PROBLEM DESCRIPTION: Please copy out the lines below verbatim, starting at the line containing "Where can you see the distant" and continuing through the end of the entries.

GIVEN RECORDS:
--------------------

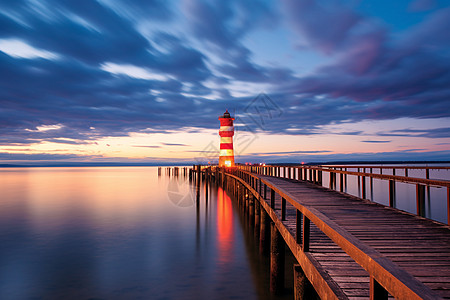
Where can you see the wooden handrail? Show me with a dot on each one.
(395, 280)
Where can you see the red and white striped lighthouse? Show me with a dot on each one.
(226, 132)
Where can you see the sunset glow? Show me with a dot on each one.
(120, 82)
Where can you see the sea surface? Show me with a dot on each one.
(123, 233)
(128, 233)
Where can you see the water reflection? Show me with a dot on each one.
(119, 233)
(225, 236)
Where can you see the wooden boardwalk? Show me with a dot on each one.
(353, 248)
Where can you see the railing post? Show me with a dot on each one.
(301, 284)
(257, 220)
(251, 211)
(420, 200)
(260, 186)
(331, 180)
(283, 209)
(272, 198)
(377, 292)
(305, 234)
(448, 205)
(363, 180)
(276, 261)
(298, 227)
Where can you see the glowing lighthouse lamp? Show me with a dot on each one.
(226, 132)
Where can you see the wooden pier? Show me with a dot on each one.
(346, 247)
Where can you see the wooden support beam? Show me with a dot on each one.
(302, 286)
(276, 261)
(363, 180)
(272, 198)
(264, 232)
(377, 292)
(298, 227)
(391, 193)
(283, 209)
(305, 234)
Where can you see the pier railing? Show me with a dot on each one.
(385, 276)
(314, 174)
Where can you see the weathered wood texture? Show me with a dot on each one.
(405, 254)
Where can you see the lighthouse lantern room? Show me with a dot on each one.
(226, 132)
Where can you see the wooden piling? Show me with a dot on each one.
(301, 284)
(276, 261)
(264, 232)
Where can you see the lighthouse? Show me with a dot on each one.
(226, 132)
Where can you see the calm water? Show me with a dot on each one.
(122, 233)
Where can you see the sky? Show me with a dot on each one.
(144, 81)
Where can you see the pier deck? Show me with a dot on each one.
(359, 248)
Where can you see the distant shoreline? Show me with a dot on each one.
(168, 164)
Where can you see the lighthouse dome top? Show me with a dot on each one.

--------------------

EXPECTED OUTPUT:
Where can you see the distant shoreline? Show me with a dot on each one.
(168, 164)
Where can you see the lighthouse dome top? Show me with a dot on each one.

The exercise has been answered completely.